## START

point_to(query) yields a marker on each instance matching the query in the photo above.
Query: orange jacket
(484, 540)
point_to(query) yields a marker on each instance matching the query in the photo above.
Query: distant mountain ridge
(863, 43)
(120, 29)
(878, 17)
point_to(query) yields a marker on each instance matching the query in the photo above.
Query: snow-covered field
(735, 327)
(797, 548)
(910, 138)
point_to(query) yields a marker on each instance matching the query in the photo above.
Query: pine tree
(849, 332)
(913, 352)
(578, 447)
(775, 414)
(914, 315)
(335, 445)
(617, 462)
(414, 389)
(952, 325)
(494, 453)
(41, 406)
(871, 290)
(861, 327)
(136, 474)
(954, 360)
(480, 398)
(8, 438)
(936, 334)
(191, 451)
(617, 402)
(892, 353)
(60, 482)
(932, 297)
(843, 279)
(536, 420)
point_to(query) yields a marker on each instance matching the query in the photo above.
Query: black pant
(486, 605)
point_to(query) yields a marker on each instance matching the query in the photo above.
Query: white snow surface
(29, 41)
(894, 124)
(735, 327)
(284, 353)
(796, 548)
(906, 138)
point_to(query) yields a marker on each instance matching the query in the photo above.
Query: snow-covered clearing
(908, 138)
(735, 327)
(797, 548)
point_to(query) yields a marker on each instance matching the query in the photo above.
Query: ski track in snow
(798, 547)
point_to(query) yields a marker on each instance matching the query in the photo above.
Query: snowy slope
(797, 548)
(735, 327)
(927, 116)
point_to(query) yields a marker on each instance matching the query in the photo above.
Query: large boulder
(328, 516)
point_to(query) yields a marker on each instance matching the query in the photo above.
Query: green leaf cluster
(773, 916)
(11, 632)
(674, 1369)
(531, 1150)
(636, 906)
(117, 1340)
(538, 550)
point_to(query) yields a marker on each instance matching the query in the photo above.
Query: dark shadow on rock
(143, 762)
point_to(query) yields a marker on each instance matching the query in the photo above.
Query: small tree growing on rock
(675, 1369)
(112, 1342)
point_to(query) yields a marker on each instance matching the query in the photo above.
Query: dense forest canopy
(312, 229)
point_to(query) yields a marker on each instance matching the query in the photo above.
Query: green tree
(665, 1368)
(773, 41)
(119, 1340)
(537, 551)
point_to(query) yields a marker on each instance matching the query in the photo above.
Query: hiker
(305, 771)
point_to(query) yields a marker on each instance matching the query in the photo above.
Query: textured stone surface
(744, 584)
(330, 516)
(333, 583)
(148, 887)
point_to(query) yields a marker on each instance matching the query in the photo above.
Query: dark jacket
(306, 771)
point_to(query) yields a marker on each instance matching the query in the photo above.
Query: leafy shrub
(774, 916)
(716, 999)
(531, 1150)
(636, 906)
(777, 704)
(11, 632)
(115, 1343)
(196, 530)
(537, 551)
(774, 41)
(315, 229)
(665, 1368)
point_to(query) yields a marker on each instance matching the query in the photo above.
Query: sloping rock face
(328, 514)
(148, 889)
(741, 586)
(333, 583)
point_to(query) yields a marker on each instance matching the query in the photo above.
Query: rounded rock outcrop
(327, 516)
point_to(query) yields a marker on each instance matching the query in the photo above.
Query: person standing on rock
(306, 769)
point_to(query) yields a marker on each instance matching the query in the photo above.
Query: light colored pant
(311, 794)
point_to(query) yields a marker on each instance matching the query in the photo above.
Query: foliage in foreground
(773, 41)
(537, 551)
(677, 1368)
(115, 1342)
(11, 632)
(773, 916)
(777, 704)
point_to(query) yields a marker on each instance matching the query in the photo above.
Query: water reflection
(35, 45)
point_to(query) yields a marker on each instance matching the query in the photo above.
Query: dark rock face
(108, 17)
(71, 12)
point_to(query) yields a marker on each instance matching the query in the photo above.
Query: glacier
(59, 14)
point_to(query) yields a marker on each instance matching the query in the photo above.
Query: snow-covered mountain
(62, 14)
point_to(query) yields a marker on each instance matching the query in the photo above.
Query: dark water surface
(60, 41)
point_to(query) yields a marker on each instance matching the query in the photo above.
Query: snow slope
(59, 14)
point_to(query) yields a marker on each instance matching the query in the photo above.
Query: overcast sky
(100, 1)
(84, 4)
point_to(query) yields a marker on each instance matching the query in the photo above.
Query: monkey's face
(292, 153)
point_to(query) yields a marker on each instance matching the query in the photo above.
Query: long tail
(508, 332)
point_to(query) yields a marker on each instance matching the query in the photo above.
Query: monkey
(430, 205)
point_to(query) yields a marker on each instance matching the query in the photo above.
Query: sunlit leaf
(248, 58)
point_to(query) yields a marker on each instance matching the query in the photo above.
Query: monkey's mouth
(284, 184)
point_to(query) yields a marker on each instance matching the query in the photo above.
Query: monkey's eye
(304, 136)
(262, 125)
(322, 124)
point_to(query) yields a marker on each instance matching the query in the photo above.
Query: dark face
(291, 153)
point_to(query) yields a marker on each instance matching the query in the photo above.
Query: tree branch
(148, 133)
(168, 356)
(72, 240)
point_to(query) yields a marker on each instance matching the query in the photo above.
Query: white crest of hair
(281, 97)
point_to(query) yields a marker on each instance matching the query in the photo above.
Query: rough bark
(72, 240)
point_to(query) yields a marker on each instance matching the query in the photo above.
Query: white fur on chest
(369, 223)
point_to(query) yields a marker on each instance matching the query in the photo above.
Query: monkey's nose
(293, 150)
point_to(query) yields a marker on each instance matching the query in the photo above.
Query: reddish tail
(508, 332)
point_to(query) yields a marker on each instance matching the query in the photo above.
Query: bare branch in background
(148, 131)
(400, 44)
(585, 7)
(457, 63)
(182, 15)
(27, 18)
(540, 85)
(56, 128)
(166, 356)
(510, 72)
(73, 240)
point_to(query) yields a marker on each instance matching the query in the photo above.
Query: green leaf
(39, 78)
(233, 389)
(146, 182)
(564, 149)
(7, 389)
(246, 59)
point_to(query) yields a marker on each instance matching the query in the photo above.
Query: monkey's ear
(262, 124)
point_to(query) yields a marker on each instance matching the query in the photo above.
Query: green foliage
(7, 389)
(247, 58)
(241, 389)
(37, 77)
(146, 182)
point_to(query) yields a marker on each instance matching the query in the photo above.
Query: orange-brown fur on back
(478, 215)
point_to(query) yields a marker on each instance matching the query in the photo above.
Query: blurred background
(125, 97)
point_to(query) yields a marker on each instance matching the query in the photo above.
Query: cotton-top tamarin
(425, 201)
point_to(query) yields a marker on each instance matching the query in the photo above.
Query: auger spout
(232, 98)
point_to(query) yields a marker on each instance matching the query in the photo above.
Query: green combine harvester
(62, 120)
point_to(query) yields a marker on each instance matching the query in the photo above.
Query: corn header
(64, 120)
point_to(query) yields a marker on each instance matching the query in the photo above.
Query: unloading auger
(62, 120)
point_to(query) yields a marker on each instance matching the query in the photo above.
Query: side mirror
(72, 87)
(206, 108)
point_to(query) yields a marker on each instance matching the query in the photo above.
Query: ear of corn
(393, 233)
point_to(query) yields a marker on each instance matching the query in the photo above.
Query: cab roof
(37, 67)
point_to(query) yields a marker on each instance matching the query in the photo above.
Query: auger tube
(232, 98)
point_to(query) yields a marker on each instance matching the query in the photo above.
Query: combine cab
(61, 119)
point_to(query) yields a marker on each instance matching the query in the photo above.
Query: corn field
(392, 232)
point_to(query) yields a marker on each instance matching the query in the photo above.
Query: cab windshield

## END

§ **Aim**
Pick out and copy each line of the records that contains the string "pant". Match case exactly.

§ **Result of this exercise**
Query: black pant
Query: light colored pant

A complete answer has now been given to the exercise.